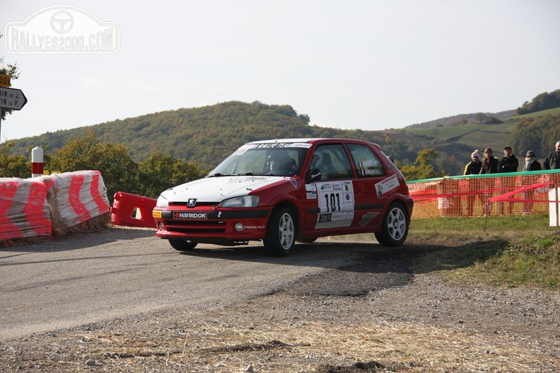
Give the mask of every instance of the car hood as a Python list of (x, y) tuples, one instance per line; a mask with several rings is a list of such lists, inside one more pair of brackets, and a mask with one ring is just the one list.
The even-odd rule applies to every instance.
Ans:
[(290, 180), (284, 176), (219, 176), (206, 178), (168, 189), (161, 196), (169, 202), (220, 202), (233, 197), (247, 195), (274, 183)]

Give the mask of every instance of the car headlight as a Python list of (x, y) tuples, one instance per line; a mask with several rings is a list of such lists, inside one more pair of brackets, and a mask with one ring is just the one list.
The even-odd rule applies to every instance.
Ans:
[(244, 195), (243, 197), (234, 197), (228, 200), (223, 200), (221, 204), (221, 207), (256, 207), (259, 205), (258, 195)]
[(167, 200), (166, 198), (162, 196), (159, 196), (158, 197), (158, 201), (156, 202), (156, 207), (169, 207), (169, 202)]

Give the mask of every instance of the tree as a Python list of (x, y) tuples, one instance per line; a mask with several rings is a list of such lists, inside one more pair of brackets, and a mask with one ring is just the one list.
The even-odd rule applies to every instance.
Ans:
[(62, 172), (97, 170), (101, 172), (110, 198), (118, 191), (140, 194), (141, 184), (137, 176), (138, 165), (124, 145), (101, 144), (91, 131), (72, 139), (55, 151), (49, 169)]
[(174, 159), (159, 151), (152, 154), (139, 165), (139, 175), (144, 188), (142, 195), (153, 198), (168, 188), (201, 178), (206, 173), (207, 171), (194, 162)]
[(422, 180), (441, 178), (445, 173), (438, 172), (433, 166), (433, 161), (438, 157), (436, 149), (424, 149), (418, 152), (414, 163), (399, 167), (407, 180)]
[(23, 156), (10, 154), (13, 142), (0, 145), (0, 178), (28, 178), (31, 175), (31, 164)]
[[(2, 38), (2, 34), (0, 34), (0, 39)], [(8, 75), (12, 80), (19, 78), (20, 70), (18, 69), (17, 65), (14, 64), (5, 64), (4, 59), (4, 57), (0, 57), (0, 75)], [(11, 114), (12, 111), (13, 110), (0, 109), (0, 122), (6, 119), (6, 114)]]

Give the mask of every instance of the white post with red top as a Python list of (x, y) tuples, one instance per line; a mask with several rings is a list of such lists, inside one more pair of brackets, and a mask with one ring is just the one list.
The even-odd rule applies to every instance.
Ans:
[(43, 149), (35, 147), (31, 149), (31, 177), (43, 176)]

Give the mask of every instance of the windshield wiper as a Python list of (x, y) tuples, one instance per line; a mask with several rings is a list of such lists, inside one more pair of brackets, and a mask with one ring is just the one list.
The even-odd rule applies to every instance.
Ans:
[(231, 173), (220, 173), (219, 172), (216, 172), (216, 173), (212, 173), (211, 175), (209, 175), (209, 178), (219, 178), (220, 176), (231, 176)]

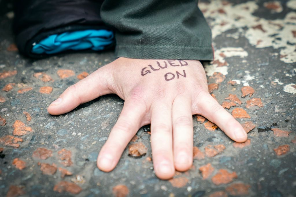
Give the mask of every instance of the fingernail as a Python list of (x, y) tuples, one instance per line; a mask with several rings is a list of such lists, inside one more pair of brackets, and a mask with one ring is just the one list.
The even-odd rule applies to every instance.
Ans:
[(190, 162), (189, 157), (185, 152), (182, 152), (179, 153), (177, 157), (176, 163), (183, 164), (187, 164)]
[(52, 104), (49, 105), (57, 105), (62, 102), (62, 100), (60, 97), (59, 97), (57, 99), (52, 103)]
[(242, 131), (241, 129), (237, 130), (234, 133), (234, 135), (237, 139), (241, 139), (246, 137), (247, 133), (244, 131)]
[(163, 174), (170, 174), (172, 170), (170, 165), (167, 164), (159, 164), (157, 169), (160, 173)]
[(113, 163), (113, 159), (110, 155), (105, 155), (100, 159), (99, 165), (103, 168), (110, 168), (112, 167)]

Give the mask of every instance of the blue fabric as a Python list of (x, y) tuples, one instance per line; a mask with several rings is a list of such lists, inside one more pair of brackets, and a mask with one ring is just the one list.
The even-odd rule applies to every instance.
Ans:
[(34, 53), (56, 53), (69, 50), (91, 49), (101, 51), (113, 42), (113, 32), (105, 30), (89, 30), (54, 34), (33, 44)]

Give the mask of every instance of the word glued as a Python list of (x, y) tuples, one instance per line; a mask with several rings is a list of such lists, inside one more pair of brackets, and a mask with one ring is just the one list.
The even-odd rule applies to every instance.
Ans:
[[(157, 64), (157, 66), (152, 66), (150, 64), (148, 65), (148, 66), (149, 66), (150, 69), (148, 68), (148, 67), (144, 67), (142, 68), (141, 71), (141, 75), (142, 76), (144, 76), (147, 74), (151, 73), (152, 71), (156, 71), (159, 70), (160, 69), (164, 69), (167, 68), (168, 66), (184, 66), (188, 65), (188, 63), (184, 60), (167, 60), (166, 61), (164, 61), (163, 63), (160, 63), (158, 61), (157, 61), (156, 64)], [(179, 74), (181, 74), (180, 73), (179, 73)]]

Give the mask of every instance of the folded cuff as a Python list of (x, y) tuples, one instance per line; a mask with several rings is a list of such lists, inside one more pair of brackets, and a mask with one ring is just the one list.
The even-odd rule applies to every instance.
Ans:
[(213, 60), (211, 47), (118, 45), (115, 55), (118, 57), (135, 59)]

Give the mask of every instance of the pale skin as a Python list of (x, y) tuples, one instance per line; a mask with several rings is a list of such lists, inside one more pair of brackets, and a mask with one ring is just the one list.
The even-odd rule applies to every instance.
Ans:
[[(161, 68), (157, 61), (163, 67), (165, 61), (167, 66)], [(175, 170), (186, 171), (192, 165), (192, 115), (205, 117), (237, 142), (243, 142), (247, 138), (240, 124), (209, 93), (200, 62), (185, 61), (171, 61), (172, 66), (163, 60), (120, 58), (68, 87), (47, 110), (52, 115), (62, 114), (102, 95), (117, 94), (124, 104), (100, 151), (98, 167), (106, 172), (112, 170), (139, 128), (151, 124), (155, 173), (159, 178), (169, 179)], [(185, 63), (188, 65), (181, 66)], [(144, 67), (150, 72), (142, 76)], [(170, 74), (166, 79), (169, 72), (175, 77), (167, 80), (173, 78)]]

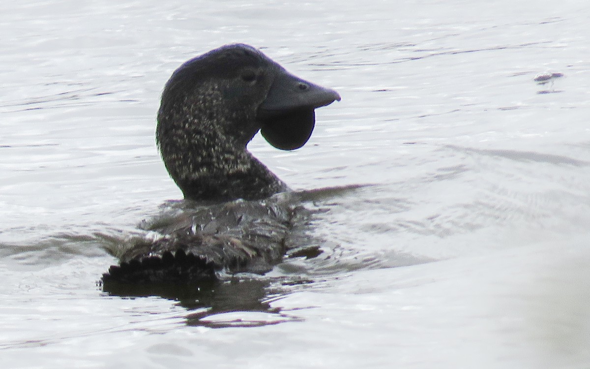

GIVEN EXERCISE
Reproduce every line of the listing above verbatim, omitting the pictures.

FINAL RESULT
Give the mask of every instance of the car hood as a Python list of (x, y) tuples, one instance per line; a mask with several rings is a list of such lists, inside one more pair of brackets, and a mask with one ring is just the one list.
The even-odd rule applies to every instance.
Ans:
[(290, 180), (284, 176), (219, 176), (206, 178), (168, 189), (161, 196), (169, 202), (220, 202), (233, 197), (247, 195), (274, 183)]

Give the mask of every instance of the car headlight as a Python list of (x, y) tuples, one instance per line; a mask with several rings is a list of such lists, inside one more pair of brackets, and a mask with one ring is just the one list.
The even-odd rule applies to every instance.
Ans:
[(244, 195), (243, 197), (234, 197), (228, 200), (223, 200), (221, 204), (221, 207), (256, 207), (259, 205), (258, 195)]
[(167, 200), (166, 198), (162, 196), (159, 196), (158, 197), (158, 201), (156, 202), (156, 207), (169, 207), (169, 202)]

Give the mask of every instance of the tree as a Python list of (x, y) tuples, one instance per line; a mask with several rings is a list of such lists, inside one more pair of brackets, and a mask with one ring is just the one list.
The even-odd rule applies to every instance.
Ans:
[(62, 172), (97, 170), (101, 172), (110, 198), (118, 191), (140, 194), (141, 184), (137, 176), (138, 165), (124, 145), (101, 144), (91, 131), (72, 139), (55, 151), (49, 169)]
[(174, 159), (159, 151), (152, 154), (139, 165), (139, 175), (144, 188), (142, 195), (153, 198), (168, 188), (201, 178), (206, 173), (207, 171), (194, 162)]
[(422, 180), (441, 178), (445, 173), (438, 172), (433, 166), (433, 161), (438, 157), (436, 149), (424, 149), (418, 152), (414, 163), (399, 167), (407, 180)]
[(23, 156), (10, 154), (13, 142), (0, 145), (0, 178), (28, 178), (31, 175), (31, 164)]
[[(2, 38), (2, 34), (0, 34), (0, 39)], [(8, 75), (12, 80), (19, 78), (20, 70), (18, 69), (17, 65), (14, 64), (5, 64), (4, 59), (4, 57), (0, 57), (0, 75)], [(11, 114), (12, 111), (13, 110), (0, 109), (0, 122), (6, 119), (6, 114)]]

Give the mask of every instance of the white post with red top as a Python list of (x, y) tuples, one instance per line; a mask with several rings is a list of such lists, inside one more pair of brackets, and a mask with one ring is just the one list.
The even-odd rule applies to every instance.
Ans:
[(43, 149), (35, 147), (31, 149), (31, 177), (43, 176)]

Give the mask of every instance of the windshield wiper as a Python list of (x, y) tuples, one instance per line; a mask with several rings is a list of such lists, inside one more pair of brackets, and a mask with one ring is just the one list.
The even-odd rule applies to every instance.
Ans:
[(231, 173), (220, 173), (219, 172), (216, 172), (216, 173), (212, 173), (211, 175), (209, 175), (209, 178), (219, 178), (220, 176), (231, 176)]

Give the mask of every instance of the fingernail as a Python list of (x, y) tuples, one instance per line; a mask with several rings is a list of such lists, inside one more pair of brackets, and a mask with one ring is just the one list.
The even-odd rule applies to every instance.
Ans:
[(190, 162), (189, 157), (185, 152), (182, 152), (179, 153), (177, 157), (176, 163), (183, 164), (187, 164)]
[(52, 104), (49, 105), (57, 105), (62, 102), (62, 100), (60, 97), (59, 97), (57, 99), (52, 103)]
[(242, 131), (241, 129), (237, 130), (234, 133), (234, 135), (237, 139), (241, 139), (246, 137), (247, 133), (244, 131)]
[(163, 174), (170, 174), (172, 170), (170, 165), (167, 164), (159, 164), (157, 169), (160, 173)]
[(113, 163), (113, 159), (110, 155), (105, 155), (100, 159), (99, 165), (103, 168), (110, 168), (112, 167)]

Give the mask of every instance of the blue fabric as a Python list of (x, y) tuples, one instance per line; a mask with several rings is a list of such lists, inside one more pair of brackets, and a mask with one ring is just the one list.
The even-odd rule applies to every instance.
Ans:
[(34, 53), (56, 53), (69, 50), (91, 49), (101, 51), (113, 42), (113, 32), (105, 30), (89, 30), (54, 34), (33, 44)]

Give the mask of every instance of the word glued as a Python list of (x, y) tuples, one instance per line; a mask with several rings is a list of such lists, inside one more pair of brackets, and a mask with one ring is just the one list.
The even-odd rule applies to every instance.
Ans:
[[(157, 64), (157, 66), (152, 66), (150, 64), (148, 65), (148, 66), (149, 66), (150, 69), (148, 68), (148, 67), (144, 67), (142, 68), (141, 71), (141, 75), (142, 76), (144, 76), (147, 74), (151, 73), (152, 71), (156, 71), (159, 70), (160, 69), (164, 69), (167, 68), (168, 66), (184, 66), (188, 65), (188, 63), (184, 60), (167, 60), (166, 61), (164, 61), (163, 63), (160, 63), (158, 61), (157, 61), (156, 64)], [(179, 74), (181, 74), (180, 73), (179, 73)]]

Give the mask of every instance of the folded cuff as a Python list of (x, y) tuples, one instance per line; a mask with several rings is a list of such lists, inside one more pair of brackets, and a mask with one ring is just the one list.
The even-odd rule applies to every instance.
Ans:
[(213, 60), (211, 47), (118, 45), (115, 55), (118, 57), (135, 59)]

Give the mask of every instance of the pale skin as a Python list of (x, y) tuples, one instance per line; a mask with several rings is a list of such lists, inside one more pair of brackets, and a mask with one ring is just the one list.
The even-odd rule applies to every instance.
Ans:
[[(161, 68), (157, 61), (163, 67), (165, 61), (167, 66)], [(175, 170), (186, 171), (192, 165), (192, 115), (205, 117), (237, 142), (243, 142), (247, 138), (240, 124), (209, 93), (200, 62), (185, 61), (171, 61), (172, 66), (163, 60), (120, 58), (68, 87), (47, 110), (52, 115), (62, 114), (102, 95), (117, 94), (124, 104), (100, 151), (98, 167), (106, 172), (112, 170), (139, 128), (151, 124), (155, 173), (159, 178), (169, 179)], [(185, 63), (188, 65), (181, 66)], [(144, 67), (150, 72), (142, 76)], [(170, 74), (166, 79), (169, 72), (175, 77), (167, 80), (173, 78)]]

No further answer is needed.